PROBLEM:
Answer these questions from the passage on nanotechnology cancer therapy below:
1. In which animals was the recent demonstration carried out?
2. Researchers at which school used nanotechnology to move toward reducing chemotherapy doses?
3. What did the nanoparticles used to treat the smaller tumor contain?

SELECTED EXTRACT:
== == ==

Nanotechnology-based cancer therapy is advancing step-by-step toward human clinical trials. In a recent demonstration in rabbits, nanoparticles targeted to the growing blood vessels feeding tumors shrank the tumors using far less chemotherapy drug (and therefore with no harmful side effects) than would have been required to shrink the tumors if the drug had been used alone, without nanotech. Furthermore, targeting image-enhancing nanoparticles to the tumors showed a large reduction in the blood vessels surrounding the tumors. From “Nano-sized technology has super-sized effect on tumors“, a Washington University in St Louis news release written by Gwen Ericson:
Anyone facing chemotherapy would welcome an advance promising to dramatically reduce their dose of these often harsh drugs. Using nanotechnology, researchers at Washington University School of Medicine in St. Louis have taken a step closer to that goal.
A tumor treated with fumagillin nanoparticles (left) is smaller than an untreated tumor. Nanoparticles containing an image enhancing metal (yellow) show that the treated tumor has much less blood vessel growth than the untreated tumor.

== == ==

INFORMATION:
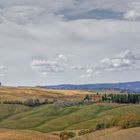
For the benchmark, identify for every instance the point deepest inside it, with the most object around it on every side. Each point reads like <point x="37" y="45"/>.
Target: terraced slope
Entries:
<point x="7" y="134"/>
<point x="112" y="134"/>
<point x="48" y="118"/>
<point x="23" y="93"/>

== == ==

RESPONSE BELOW:
1. Rabbits
2. Washington University School of Medicine in St. Louis
3. Fumagillin